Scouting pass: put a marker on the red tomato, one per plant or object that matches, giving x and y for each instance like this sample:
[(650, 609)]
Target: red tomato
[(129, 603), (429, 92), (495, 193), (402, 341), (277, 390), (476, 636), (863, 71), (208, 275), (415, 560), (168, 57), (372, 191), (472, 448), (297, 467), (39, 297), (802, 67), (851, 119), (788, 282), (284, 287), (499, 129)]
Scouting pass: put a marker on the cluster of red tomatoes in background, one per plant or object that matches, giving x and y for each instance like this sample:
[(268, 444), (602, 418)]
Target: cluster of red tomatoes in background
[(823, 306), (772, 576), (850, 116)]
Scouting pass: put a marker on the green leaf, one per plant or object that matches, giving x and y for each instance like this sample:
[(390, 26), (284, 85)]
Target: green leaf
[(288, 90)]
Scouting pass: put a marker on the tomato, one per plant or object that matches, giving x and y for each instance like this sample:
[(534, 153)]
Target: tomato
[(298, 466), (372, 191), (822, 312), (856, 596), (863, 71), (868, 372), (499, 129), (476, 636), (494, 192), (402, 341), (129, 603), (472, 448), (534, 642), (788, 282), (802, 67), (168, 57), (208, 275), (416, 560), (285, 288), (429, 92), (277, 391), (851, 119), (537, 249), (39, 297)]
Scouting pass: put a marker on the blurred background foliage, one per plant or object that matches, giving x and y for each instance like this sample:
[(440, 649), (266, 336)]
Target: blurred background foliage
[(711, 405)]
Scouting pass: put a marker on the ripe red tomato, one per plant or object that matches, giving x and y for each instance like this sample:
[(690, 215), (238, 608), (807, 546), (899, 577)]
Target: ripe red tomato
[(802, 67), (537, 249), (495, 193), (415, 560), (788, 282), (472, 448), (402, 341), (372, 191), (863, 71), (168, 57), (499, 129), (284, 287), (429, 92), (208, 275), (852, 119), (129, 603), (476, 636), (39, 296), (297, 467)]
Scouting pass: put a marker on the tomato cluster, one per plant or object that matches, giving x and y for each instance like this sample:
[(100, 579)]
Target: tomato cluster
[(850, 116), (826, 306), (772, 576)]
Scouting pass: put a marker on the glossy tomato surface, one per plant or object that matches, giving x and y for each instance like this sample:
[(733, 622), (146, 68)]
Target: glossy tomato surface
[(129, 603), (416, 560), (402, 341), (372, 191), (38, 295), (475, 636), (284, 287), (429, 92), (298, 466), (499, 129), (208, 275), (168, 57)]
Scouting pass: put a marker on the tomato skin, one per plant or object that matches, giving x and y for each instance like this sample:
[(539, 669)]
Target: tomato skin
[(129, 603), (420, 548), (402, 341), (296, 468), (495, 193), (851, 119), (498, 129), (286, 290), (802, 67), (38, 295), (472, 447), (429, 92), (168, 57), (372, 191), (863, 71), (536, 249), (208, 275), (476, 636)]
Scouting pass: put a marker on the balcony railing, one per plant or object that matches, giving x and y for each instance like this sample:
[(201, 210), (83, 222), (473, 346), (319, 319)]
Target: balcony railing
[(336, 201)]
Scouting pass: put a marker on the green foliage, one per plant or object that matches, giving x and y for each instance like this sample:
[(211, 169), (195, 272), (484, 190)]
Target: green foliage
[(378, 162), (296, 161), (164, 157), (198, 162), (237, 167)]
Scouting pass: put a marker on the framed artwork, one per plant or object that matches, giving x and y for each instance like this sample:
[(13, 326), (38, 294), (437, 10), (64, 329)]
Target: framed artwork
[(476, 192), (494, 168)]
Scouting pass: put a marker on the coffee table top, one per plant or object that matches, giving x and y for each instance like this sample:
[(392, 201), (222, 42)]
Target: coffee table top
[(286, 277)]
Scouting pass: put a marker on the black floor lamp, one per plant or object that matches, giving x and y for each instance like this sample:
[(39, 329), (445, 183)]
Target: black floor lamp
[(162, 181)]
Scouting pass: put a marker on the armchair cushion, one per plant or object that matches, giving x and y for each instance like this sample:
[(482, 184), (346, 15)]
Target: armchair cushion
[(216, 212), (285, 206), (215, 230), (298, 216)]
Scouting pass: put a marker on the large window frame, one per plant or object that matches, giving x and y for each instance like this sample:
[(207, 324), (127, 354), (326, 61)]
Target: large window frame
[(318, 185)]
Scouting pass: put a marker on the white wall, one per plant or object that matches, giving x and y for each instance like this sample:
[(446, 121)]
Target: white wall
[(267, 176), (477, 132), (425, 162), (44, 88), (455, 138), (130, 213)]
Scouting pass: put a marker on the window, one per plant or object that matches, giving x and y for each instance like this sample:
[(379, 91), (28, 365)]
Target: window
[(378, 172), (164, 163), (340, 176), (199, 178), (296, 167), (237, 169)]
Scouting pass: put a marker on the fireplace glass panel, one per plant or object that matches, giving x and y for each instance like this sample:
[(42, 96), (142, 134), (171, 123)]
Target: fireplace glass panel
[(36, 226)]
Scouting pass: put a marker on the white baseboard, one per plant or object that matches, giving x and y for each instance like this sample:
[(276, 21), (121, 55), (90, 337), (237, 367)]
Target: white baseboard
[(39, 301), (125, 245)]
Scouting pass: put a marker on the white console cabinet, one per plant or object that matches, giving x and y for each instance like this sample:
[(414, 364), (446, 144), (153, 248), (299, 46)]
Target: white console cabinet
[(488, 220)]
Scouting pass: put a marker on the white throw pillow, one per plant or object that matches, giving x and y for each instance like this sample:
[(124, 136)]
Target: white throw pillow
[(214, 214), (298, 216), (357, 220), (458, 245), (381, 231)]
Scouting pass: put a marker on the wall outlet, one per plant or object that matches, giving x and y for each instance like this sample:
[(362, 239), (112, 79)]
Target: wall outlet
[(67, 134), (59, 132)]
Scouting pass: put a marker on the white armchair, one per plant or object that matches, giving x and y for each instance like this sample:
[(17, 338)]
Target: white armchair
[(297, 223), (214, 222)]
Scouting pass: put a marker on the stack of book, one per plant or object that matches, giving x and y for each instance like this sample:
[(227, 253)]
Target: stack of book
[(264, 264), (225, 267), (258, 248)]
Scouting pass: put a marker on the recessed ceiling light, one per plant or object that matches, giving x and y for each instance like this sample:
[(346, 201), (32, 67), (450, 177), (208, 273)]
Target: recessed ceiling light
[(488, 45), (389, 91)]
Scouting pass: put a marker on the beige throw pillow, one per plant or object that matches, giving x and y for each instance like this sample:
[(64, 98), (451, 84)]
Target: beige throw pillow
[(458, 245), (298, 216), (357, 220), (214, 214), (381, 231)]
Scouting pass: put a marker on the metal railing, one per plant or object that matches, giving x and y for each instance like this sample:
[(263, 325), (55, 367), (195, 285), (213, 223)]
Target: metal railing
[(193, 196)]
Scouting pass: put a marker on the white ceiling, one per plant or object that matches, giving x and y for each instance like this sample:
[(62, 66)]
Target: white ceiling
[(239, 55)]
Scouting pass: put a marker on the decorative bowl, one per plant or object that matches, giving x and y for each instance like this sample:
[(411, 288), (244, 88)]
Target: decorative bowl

PROBLEM TO SOLVE
Copy every line of the records above word for word, with nothing added, dropped or changed.

EXERCISE RESPONSE
Scouting pass: put a marker on the red tomato, one per plant or object that matches, giving x and y for each instance like this sample:
[(650, 609)]
Target: red tomato
[(129, 603), (429, 92), (495, 193), (402, 341), (277, 390), (476, 636), (863, 71), (208, 275), (415, 560), (168, 57), (372, 191), (472, 448), (297, 467), (39, 297), (802, 67), (851, 119), (788, 282), (284, 287), (499, 129)]
Scouting pass: put a marker on the cluster of red tomatoes in background, one per plant or object that matches, giving x and y for each instance like this sample:
[(268, 444), (602, 418)]
Target: cluster of red tomatoes in background
[(823, 306), (772, 576), (850, 116)]
Scouting pass: put a marker on the green leaf, one per plant or object that matches, giving x and y for each instance like this sample:
[(390, 26), (284, 85)]
Target: green leaf
[(288, 90)]
Scouting pass: put a marker on the tomato, one per plant or object that matches, giving x and y for each instance like this sample:
[(534, 153)]
Target: tomato
[(298, 466), (372, 191), (822, 312), (856, 596), (863, 71), (868, 372), (499, 129), (476, 636), (494, 192), (402, 341), (129, 603), (472, 448), (534, 642), (788, 282), (802, 67), (168, 57), (208, 275), (416, 560), (285, 288), (429, 92), (277, 391), (851, 119), (537, 249), (39, 297)]
Scouting pass: put a marker on the blurred background foliage, one per plant or object that matches, giving x and y for each instance like this sample:
[(440, 649), (266, 336)]
Target: blurred background foliage
[(711, 405)]
Scouting pass: put a marker on the ripe red tomato, one per plant or object that matches, giving x and y for each instance like this sample:
[(690, 215), (238, 608), (807, 546), (899, 577)]
Target: ripe red tomato
[(802, 67), (537, 249), (495, 193), (415, 560), (788, 282), (472, 448), (402, 341), (372, 191), (863, 71), (168, 57), (499, 129), (284, 287), (429, 92), (208, 275), (852, 119), (129, 603), (476, 636), (39, 296), (297, 467)]
Scouting pass: put a marker on the tomato cluster, one per plant or object that matches, giving x and y for each instance like this sample:
[(100, 579)]
Target: tomato cluster
[(850, 116), (826, 306), (772, 576)]
Scouting pass: put a marker on the glossy tomato surface, one per plant or object that matches, giving x and y for each instance like this sample:
[(733, 622), (146, 68)]
Target: glossy tomato surface
[(129, 603), (416, 560), (402, 341), (372, 191), (38, 295), (475, 636), (284, 287), (429, 92), (298, 466), (499, 129), (208, 275), (168, 57)]
Scouting pass: put a marker on the tomato skin, one per plant or object that matches, giving x and y for each instance like this sample:
[(539, 669)]
Target: tomato skin
[(129, 603), (420, 548), (402, 341), (296, 468), (495, 193), (851, 119), (498, 129), (286, 290), (802, 67), (38, 295), (472, 447), (429, 92), (168, 57), (372, 191), (863, 71), (536, 249), (208, 275), (476, 636)]
Scouting pass: put a marker on the balcony railing, one per plant or object that matches, giving x and y for each instance like this sample:
[(201, 210), (83, 222), (473, 346), (319, 319)]
Target: balcony railing
[(336, 201)]
Scouting pass: put a marker on the green foliage, one per plant or object that matches, giving x and y for each instance like this sample:
[(211, 169), (195, 272), (484, 190)]
Target: green foliage
[(378, 162), (296, 161), (164, 157), (198, 162), (237, 167)]
Scouting pass: put a marker on the framed artwork, one per plant or object that matches, giving x and y for each instance like this sample:
[(13, 326), (38, 294), (437, 10), (64, 329)]
Target: framed artwork
[(476, 192), (494, 168)]
Scouting pass: put a marker on the coffee table top, one per plant or object that matches, giving x and y for each instance like this sample:
[(392, 201), (222, 42)]
Target: coffee table top
[(286, 277)]
Scouting pass: put a marker on the black floor lamp, one per plant or object that matches, giving x and y for each instance like this sample:
[(39, 329), (445, 183)]
Target: black floor lamp
[(162, 181)]
Scouting pass: put a marker on the armchair cushion, one per plant or object that matches, giving x and y for each instance like this sample:
[(482, 184), (346, 15)]
Target: armchair cushion
[(216, 212), (285, 206), (215, 230), (298, 216)]
Scouting pass: put a marker on the large window frame, one per plant or object that matches, giving x and y for each instance like this sample:
[(207, 324), (127, 354), (326, 61)]
Target: large window frame
[(318, 185)]
Scouting pass: put a marker on the white wall, one per plant or object that matches, giving x and y for each instance like this sample:
[(446, 121)]
Target: white wall
[(267, 176), (477, 132), (425, 162), (44, 88), (455, 138), (130, 213)]
Scouting pass: put a marker on the window, one per plant or object that matches, giving x and y for each instance like this sample:
[(379, 91), (28, 365)]
Target: window
[(378, 172), (164, 163), (340, 176), (199, 178), (296, 167), (237, 169)]
Scouting pass: put a marker on the fireplace glass panel, one per plant or object that matches, giving x and y for each instance like this sample:
[(42, 96), (142, 134), (171, 123)]
Target: fireplace glass panel
[(36, 226)]
Scouting pass: put a marker on the white baseboard, one per plant or object that matches, giving x and y for each instance like this sample:
[(276, 21), (121, 55), (90, 337), (237, 367)]
Target: white baseboard
[(39, 301), (125, 245)]
Scouting pass: put a marker on the white console cabinet, one per plant or object that matches, giving x and y for each instance like this sample:
[(414, 364), (446, 144), (153, 248), (299, 46)]
Target: white console cabinet
[(488, 220)]
Scouting pass: put a marker on the white throw pillow, one per plant or object that matches, giving x and y for each instance like this sample:
[(124, 136)]
Target: white throw pillow
[(214, 214), (298, 216), (357, 220), (458, 245), (381, 231)]
Scouting pass: put a marker on the wall outlet, one per plant or object that matches, giving x and y for each instance like this sample:
[(362, 239), (112, 79)]
Target: wall outlet
[(67, 134), (59, 132)]
Scouting pass: put a marker on the white armchair, one per plant or object that matches, giving x and y for each instance like this sample:
[(17, 338)]
Target: white armchair
[(297, 223), (214, 222)]
Scouting pass: put a marker on the stack of book, one per plant or object that matches, giving x and y for each instance like this sample:
[(227, 253)]
Target: stack of book
[(264, 264), (225, 267), (258, 248)]
Scouting pass: put a marker on the recessed ceiling light, one per plant or object that matches, giving x and y for each instance like this sample:
[(346, 201), (32, 67), (450, 177), (208, 273)]
Target: recessed ceiling light
[(488, 45), (389, 91)]
Scouting pass: put a marker on the beige throw pillow, one per plant or object that matches, giving x and y for each instance like this sample:
[(64, 98), (451, 84)]
Target: beige throw pillow
[(458, 245), (298, 216), (357, 220), (214, 214), (381, 231)]
Scouting pass: put a marker on the metal railing, one per plant or object that matches, giving x and y for each instance like this sample:
[(263, 325), (55, 367), (195, 285), (213, 223)]
Target: metal railing
[(193, 196)]
Scouting pass: put a marker on the white ceiling, one per plant or object that matches, giving x and y for each instance like this sample:
[(62, 66)]
Target: white ceiling
[(239, 55)]
Scouting pass: put a marker on the decorative bowl, one per plant or object that matches, giving x and y for each instance like this sample:
[(411, 288), (244, 88)]
Target: decorative bowl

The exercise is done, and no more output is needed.